**Directions for this task:**
Return all of the data exactly as given.

**Natural language region descriptions:**
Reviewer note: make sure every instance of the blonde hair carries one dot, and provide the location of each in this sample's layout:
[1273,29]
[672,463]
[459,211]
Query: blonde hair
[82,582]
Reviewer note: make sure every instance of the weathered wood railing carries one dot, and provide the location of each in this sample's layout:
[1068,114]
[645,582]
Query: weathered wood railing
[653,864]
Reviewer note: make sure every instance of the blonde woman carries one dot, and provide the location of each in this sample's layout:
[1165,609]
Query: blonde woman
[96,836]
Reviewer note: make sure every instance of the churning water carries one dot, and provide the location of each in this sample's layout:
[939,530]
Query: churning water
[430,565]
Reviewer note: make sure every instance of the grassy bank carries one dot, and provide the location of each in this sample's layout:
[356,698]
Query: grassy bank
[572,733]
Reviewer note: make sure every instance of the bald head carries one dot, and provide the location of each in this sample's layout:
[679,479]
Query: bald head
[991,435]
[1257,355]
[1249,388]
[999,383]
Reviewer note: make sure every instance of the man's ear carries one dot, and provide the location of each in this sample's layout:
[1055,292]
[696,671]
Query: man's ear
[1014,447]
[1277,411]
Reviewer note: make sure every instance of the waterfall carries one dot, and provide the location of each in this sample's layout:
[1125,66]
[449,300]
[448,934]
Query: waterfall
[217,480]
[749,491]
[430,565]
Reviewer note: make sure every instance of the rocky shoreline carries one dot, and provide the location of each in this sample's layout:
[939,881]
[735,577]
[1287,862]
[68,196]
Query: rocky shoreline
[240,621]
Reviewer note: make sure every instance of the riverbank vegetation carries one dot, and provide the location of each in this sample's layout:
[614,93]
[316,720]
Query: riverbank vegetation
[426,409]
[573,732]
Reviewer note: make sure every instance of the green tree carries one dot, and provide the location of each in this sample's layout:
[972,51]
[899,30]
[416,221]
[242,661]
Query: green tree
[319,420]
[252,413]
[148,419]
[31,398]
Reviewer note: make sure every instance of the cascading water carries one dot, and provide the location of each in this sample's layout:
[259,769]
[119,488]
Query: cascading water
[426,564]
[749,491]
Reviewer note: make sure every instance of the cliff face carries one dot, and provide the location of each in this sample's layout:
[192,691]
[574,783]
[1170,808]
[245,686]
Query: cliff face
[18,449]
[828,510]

**Task answer:**
Reviewer note: make sure every instance of the blonde hair carries one dot, and provide the location of each in this sample's layout:
[1273,29]
[672,463]
[459,211]
Query: blonde hair
[82,582]
Reviewer note: make sure every instance of the weathered wood railing carries one dot, and provide the location of each in this sample's layout:
[1068,114]
[645,582]
Query: weathered wood railing
[653,864]
Reviewer note: make sure every instance of the blonde woman carries one dot, and provide the location of each in this sample's layout:
[1165,609]
Query: blonde woman
[96,836]
Reviewer note: make sure every instance of the churning water carries one dot, and provide the location of each in this sample's layout:
[939,530]
Query: churning water
[430,565]
Reviewer note: make sure every instance of the grassy bank carries one dot, and provide the location of each in this sample's layout:
[356,698]
Query: grassy bank
[572,733]
Reviewer note: make sure every instance of the bald head carries one dot, and provide the location of each in this sample's layout:
[679,479]
Query: bald head
[991,435]
[1257,355]
[1249,388]
[999,383]
Reviewer note: make sure every instance of the man's ear carries one dot, and provide the location of each in this sample's layout:
[1055,292]
[696,671]
Query: man's ear
[1014,447]
[1277,411]
Reviewer note: make sure every instance of the waterfall carries one dot, and provide the location of each in this sample's layout:
[1125,66]
[449,300]
[448,934]
Query: waterfall
[217,480]
[749,491]
[430,565]
Reviewer note: make sure every instance of the rocky shoreline carries one dot, and provide the location of each in this sample's layout:
[939,881]
[735,577]
[1287,862]
[68,196]
Query: rocky shoreline
[240,621]
Reviewer note: make sure every instance of the riverbank vegetation carries one dot, and provide the location of each in this sample's layout:
[614,93]
[316,720]
Query: riverbank vegetation
[426,409]
[573,732]
Reviewer note: make sure every instance of the green tree carries one dot, and provide the location of each in this sample's layout:
[972,51]
[899,30]
[416,221]
[242,661]
Query: green tree
[319,420]
[252,413]
[148,419]
[31,398]
Reviewer note: make sure every instance of the cascading water carries one dot, and provide the location of each in this sample's layout:
[259,769]
[119,488]
Query: cascading water
[426,564]
[749,491]
Reviewer note: make sure every instance of the cliff face carries one dot, and provide the location of each in this sample's layout:
[192,691]
[574,783]
[1170,808]
[245,686]
Query: cliff face
[18,449]
[828,510]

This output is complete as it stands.